— Task inputs —
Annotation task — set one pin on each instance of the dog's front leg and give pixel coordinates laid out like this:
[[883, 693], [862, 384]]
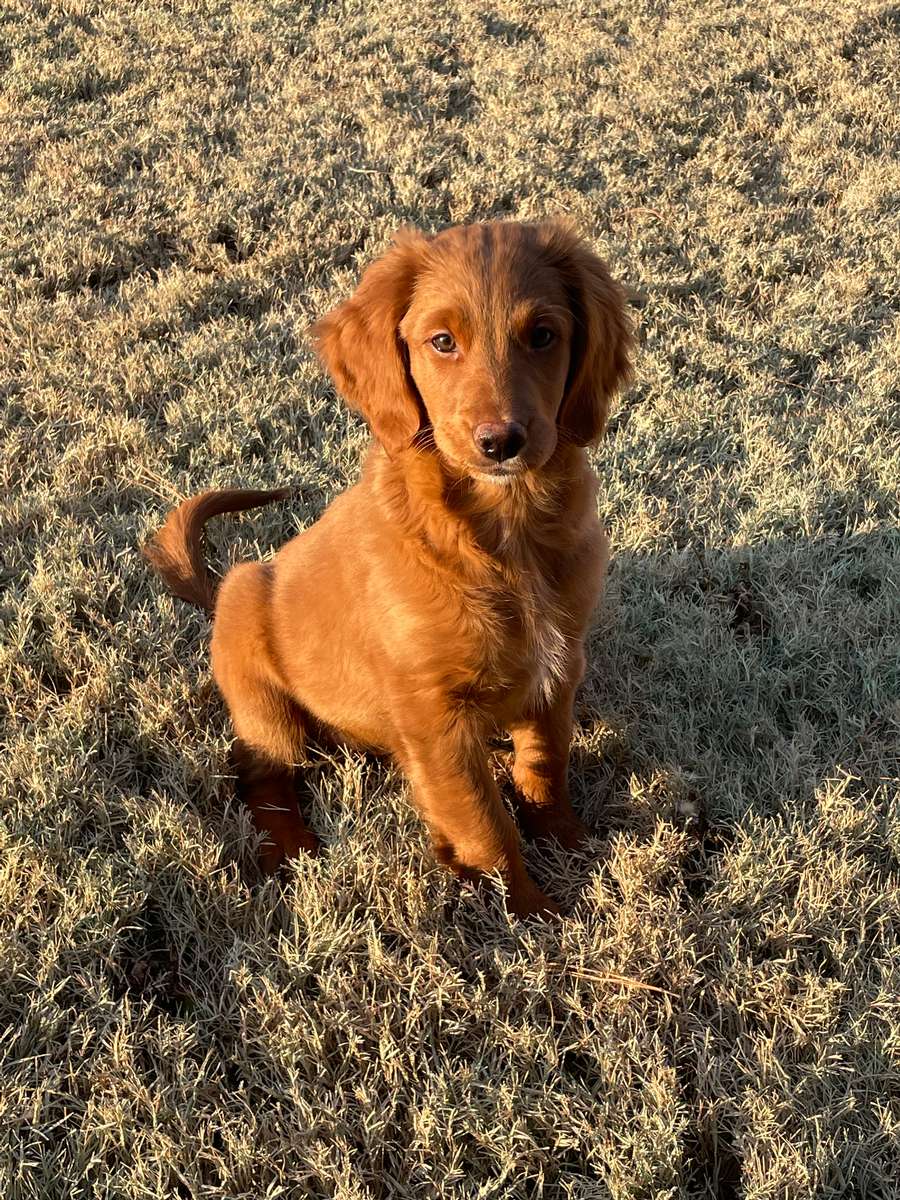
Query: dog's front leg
[[540, 769], [457, 796]]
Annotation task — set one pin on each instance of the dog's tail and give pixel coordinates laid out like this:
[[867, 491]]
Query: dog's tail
[[175, 550]]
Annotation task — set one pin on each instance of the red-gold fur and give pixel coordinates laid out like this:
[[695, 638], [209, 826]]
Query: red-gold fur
[[444, 597]]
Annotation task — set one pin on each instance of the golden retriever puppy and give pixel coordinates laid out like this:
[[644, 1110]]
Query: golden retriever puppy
[[445, 597]]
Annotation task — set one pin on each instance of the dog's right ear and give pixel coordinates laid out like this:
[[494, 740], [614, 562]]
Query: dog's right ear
[[360, 346]]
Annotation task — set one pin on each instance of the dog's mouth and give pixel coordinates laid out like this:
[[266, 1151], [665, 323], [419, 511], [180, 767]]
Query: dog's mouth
[[502, 473]]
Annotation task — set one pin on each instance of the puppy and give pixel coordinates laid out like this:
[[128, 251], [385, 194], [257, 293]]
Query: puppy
[[448, 593]]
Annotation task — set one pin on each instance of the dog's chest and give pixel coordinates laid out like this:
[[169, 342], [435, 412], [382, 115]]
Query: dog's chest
[[525, 649]]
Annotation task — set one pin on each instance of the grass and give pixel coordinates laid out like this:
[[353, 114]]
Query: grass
[[185, 187]]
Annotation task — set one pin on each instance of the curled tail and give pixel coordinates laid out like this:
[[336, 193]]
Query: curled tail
[[175, 550]]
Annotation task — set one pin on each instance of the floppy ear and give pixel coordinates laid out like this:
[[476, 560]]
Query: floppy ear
[[360, 346], [601, 341]]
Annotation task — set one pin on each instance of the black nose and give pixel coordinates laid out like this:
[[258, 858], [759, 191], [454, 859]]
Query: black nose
[[499, 439]]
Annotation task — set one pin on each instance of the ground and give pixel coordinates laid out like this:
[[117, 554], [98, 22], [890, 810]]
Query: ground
[[185, 187]]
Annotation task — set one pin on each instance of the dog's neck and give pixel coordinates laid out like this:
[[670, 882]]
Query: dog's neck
[[479, 525]]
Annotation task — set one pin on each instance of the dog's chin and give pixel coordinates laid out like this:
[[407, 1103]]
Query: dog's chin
[[498, 478]]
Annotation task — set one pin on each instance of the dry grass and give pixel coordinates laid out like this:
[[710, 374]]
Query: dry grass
[[185, 187]]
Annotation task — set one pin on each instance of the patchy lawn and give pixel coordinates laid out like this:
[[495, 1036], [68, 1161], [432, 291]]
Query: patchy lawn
[[184, 189]]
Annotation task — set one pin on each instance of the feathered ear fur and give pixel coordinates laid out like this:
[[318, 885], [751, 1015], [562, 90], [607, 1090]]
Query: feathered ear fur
[[360, 346], [603, 339]]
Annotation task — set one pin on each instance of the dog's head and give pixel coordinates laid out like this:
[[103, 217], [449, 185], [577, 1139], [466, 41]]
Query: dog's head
[[503, 339]]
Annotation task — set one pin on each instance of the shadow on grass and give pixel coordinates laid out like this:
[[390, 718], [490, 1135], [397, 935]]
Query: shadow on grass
[[725, 687]]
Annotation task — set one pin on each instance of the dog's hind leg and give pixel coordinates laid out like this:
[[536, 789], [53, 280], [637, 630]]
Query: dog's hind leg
[[270, 727]]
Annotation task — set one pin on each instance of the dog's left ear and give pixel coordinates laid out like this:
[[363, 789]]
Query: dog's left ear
[[360, 346], [603, 339]]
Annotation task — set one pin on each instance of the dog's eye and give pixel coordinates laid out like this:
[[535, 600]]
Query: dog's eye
[[541, 337]]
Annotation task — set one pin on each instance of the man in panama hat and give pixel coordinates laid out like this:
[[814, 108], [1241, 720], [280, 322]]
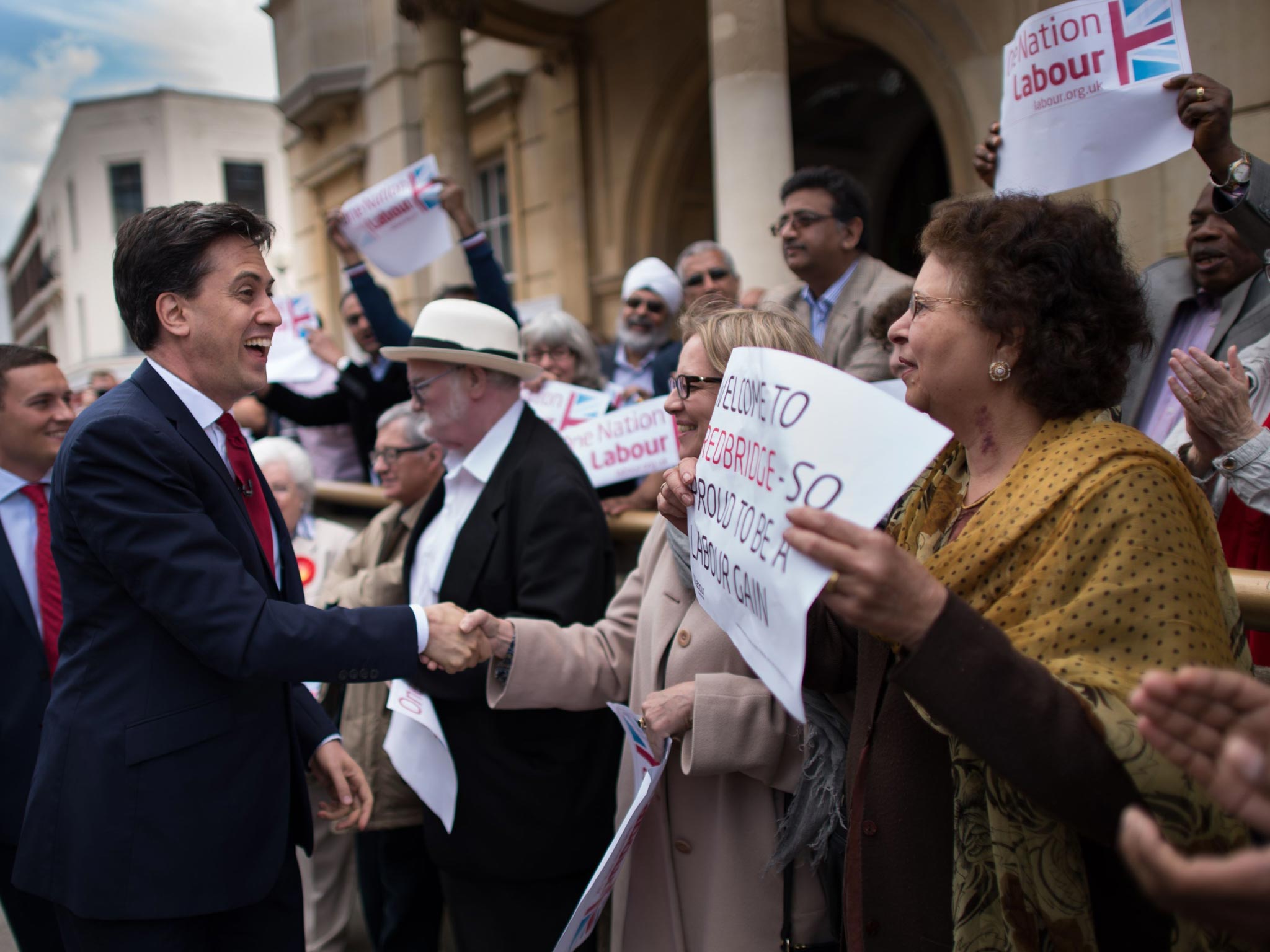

— Problem statement —
What is needed is an exact printout of all the entries, without the pictures.

— Answer —
Annotation task — set one pin on each instance of the dog's front leg and give pixel coordinates laid out like this:
[[883, 693], [862, 384]]
Query: dog's front leg
[[540, 769], [457, 796]]
Annotation task — set one pin on each instance of the dog's tail and give pixel coordinates laid out like this:
[[867, 491]]
Query: dog's tail
[[175, 550]]
Annotation task — set one pin on each instance of the red-gold fur and give pixel coordinates laid out like this:
[[695, 638], [209, 826]]
Query: red-gold fur
[[444, 597]]
Annotation task — set one pin on each instance of the golden retriever puppy and give pixel coordinates laid out like this:
[[644, 1110]]
Query: golden retriever puppy
[[445, 597]]
Annotation task — set one pin on each instance of the dog's right ear and give pixel coordinates laid out like this:
[[494, 740], [614, 562]]
Query: dog's right ear
[[360, 346]]
Annotation task — set one pin on each instance of the dog's mouth and give pixel coordinates laid out like this:
[[266, 1151], [665, 323], [419, 511], [180, 767]]
Query: dog's mouth
[[502, 473]]
Annotation task — set one pin on each instance of the puppy and give pixel coordinates laid out like this:
[[128, 251], [385, 194], [257, 293]]
Query: puppy
[[448, 593]]
Annotation task — set one pin on each instance of the dog's chest and give pixel coordinates laid out like this:
[[169, 342], [435, 412], [382, 115]]
Query: dog's chest
[[525, 649]]
Annotation task — set one pin on each instance of the grass and give pixel coordinates laid out like this:
[[353, 114]]
Query: grass
[[185, 187]]
Annotation task — set one pin on each instance of the curled tail and give pixel coordinates laid out like this:
[[336, 193]]
Query: curled tail
[[175, 550]]
Annotation task — set one pin on each instance of the floppy ear and give pixel coordinates laid out like this:
[[476, 560]]
Query: floppy ear
[[360, 346], [601, 341]]
Annotation task — set one pin on each instance of the black nose and give pixel coordinates laid out like this:
[[258, 858], [759, 191], [454, 859]]
Query: black nose
[[499, 439]]
Annotation task — set one pin on each instance of the ground and give pixel coordinates laid out like this:
[[117, 554], [98, 22], [890, 810]]
Query: ground
[[185, 187]]
Annotation task — set one pin on each instance of the dog's neck and give pixel coordinates laid out like this:
[[670, 882]]
Query: dog's neck
[[479, 525]]
Annotation task — set one pin on each instance of the dog's chin and give pixel coordinates laid out like this:
[[407, 1103]]
Query: dog's chin
[[498, 478]]
Annotation task — set one pin on each instance of the dry grass and give pixel coordinates laid out like this:
[[710, 374]]
Query: dry grass
[[185, 187]]
Annotation task — set one pin on each instance of the patchy lawn and give pixel coordinates laid out like this:
[[495, 1036], [68, 1161], [432, 291]]
Query: patchy lawn
[[184, 189]]
Annotation task — set one pin on each instance of the feathered ear fur and give pixel coordinates laid out like this:
[[318, 885], [751, 1015], [562, 90], [607, 1090]]
Query: feathered ear fur
[[360, 346], [603, 339]]
Annotation task — set one pin on each instance of the dog's head and give pixel coordinates laid out like this:
[[103, 217], [449, 185], [577, 1139], [466, 41]]
Query: dog's head
[[503, 339]]
Annotation task — set one pin on each instance of the shadow on grass and give pixel coordinates laid out like this:
[[390, 718], [490, 1135], [397, 935]]
Query: shadow on grass
[[725, 687]]
Annotation task — set one pin on each instance of the dog's hind leg and give pixel coordinates laid out like this:
[[536, 789], [53, 280], [637, 630]]
Query: dog's hind leg
[[270, 727]]
Annotation task — set one pin on each instance of the dog's left ear and give pixel coordinates laid out like this:
[[363, 789]]
Query: dog's left ear
[[360, 346], [603, 339]]
Annotation task — set one pin on each instance of the dog's eye and give pixel coordinates laid out like this:
[[535, 600]]
Query: dog's eye
[[541, 337]]
Annotation task — set one pin on each instance of the man in panama hat and give pixel coordinates laid out like this:
[[814, 108], [1241, 720], [280, 322]]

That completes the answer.